» **PASSAGE SHOWN**:
--- START ---

An exclusive partnership

The Maritime Remanufacturing Network (MRN) has reached an agreement with classification society Bureau Veritas to collaborate on a ground-breaking project that will involve the remanufacturing of a more than twenty year-old ship thruster. Due to start in October 2023, the project marks an exciting step towards the maritime industry increasing its re-use of materials while reducing its overall carbon footprint.

Creating a class-approved methodology

Remanufacturing is the act of bringing a used product back to its ‘as new’ performance specifications. This is different from the long-established activities of repairing, overhauling or reconditioning that only return a product to serviceable levels of functionality. By extending the lifecycle of a component, remanufacturing can lead to significant cost savings, estimated to be between 40-60 per cent, when compared to the costs of buying new equipment. In addition to this economic impact, remanufactured components have the potential to lower the environmental impact of production by 60-80 per cent (these figures are sourced from a white paper compiled by the Delft University of Technology, commissioned by the MRN).

The MRN was founded this year by AEGIR-Marine, a globally operating company that provides maintenance and repair services and spare parts for ship stern seal and propulsion systems. Since its founding, the MRN has received positive feedback from throughout the maritime industry and has already attracted a number of partners. However, as AEGIR-Marine owner Ruud Muis says, there was a definite need to obtain the support from a classification society. “Remanufacturing is new for the maritime industry. Therefore, there are no class-approved rules to specify the methods and end results of the remanufacturing process. That’s why getting a classification society involved with the Maritime Remanufacturing Network was so important. We are very happy to be working with Bureau Veritas on this inaugural project.”

--- END ---

» **ROWS**:
--- START ---

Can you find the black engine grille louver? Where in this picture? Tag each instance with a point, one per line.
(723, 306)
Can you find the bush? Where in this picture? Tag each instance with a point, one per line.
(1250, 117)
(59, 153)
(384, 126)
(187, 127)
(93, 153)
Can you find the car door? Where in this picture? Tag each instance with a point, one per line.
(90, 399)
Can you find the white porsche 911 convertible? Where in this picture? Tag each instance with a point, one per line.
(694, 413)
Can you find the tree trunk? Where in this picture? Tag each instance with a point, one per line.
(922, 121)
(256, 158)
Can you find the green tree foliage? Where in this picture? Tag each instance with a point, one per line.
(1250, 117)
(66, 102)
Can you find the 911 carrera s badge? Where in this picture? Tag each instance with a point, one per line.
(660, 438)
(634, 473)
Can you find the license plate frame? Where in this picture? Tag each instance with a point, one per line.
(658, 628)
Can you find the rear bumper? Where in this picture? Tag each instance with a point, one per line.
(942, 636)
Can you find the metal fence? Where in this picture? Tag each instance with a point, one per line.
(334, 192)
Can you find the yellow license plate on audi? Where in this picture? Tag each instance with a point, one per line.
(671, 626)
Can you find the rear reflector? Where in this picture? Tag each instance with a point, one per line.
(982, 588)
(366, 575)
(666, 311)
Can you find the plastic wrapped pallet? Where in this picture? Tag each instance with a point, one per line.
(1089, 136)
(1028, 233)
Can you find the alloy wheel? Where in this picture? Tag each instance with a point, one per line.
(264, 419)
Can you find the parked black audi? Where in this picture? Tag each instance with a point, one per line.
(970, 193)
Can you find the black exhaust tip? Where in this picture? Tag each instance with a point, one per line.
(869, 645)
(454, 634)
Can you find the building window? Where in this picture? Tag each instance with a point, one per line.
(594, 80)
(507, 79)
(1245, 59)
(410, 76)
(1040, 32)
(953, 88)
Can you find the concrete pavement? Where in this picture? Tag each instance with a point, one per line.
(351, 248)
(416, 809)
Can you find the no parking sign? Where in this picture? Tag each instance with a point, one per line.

--- END ---

» **WHAT YOU WILL DO**:
1: Name every organization mentioned in the passage on ship thruster remanufacturing.
2: Write out the passage on ship thruster remanufacturing word for word. Begin at "An exclusive partnership" and stop after "overall carbon footprint.".
3: Write the next part of the passage on ship thruster remanufacturing, picking up after its final sentence.

» **ANSWERS BELOW**:
1:
Maritime Remanufacturing Network (MRN)
Bureau Veritas
Delft University of Technology
AEGIR-Marine

2:
An exclusive partnership

The Maritime Remanufacturing Network (MRN) has reached an agreement with classification society Bureau Veritas to collaborate on a ground-breaking project that will involve the remanufacturing of a more than twenty year-old ship thruster. Due to start in October 2023, the project marks an exciting step towards the maritime industry increasing its re-use of materials while reducing its overall carbon footprint.

3:
AEGIR-Marine will be carrying out the thruster remanufacturing project at a specially created remanufacturing laboratory that it has set up. The project consists of two used thrusters that have been sourced from the same vessel. Because the two thrusters are identical and have undergone the same operating lifecycle, they will be ideal to demonstrate the potential benefits of remanufacturing. The project team will remanufacture the first thruster and recondition the second.

Representatives from Bureau Veritas will be present throughout the project to monitor and support the entire process. This will include discussions with the MRN team concerning the various challenges that are expected to arise as the project progresses. “Because no one has ever carried out a maritime remanufacturing project like this before, there are so many unanswered questions,” Muis notes. “Bureau Veritas will be helping us come up with the procedural and technical solutions that will enable us to reach our goal of creating a class-approved methodology for remanufacturing maritime components.”

“The maritime industry has come to the point where we have to look at the impact we have on the environment. Remanufacturing represents a new way of thinking: one that raises a lot of questions, but certainly no resistance,” Muis concludes.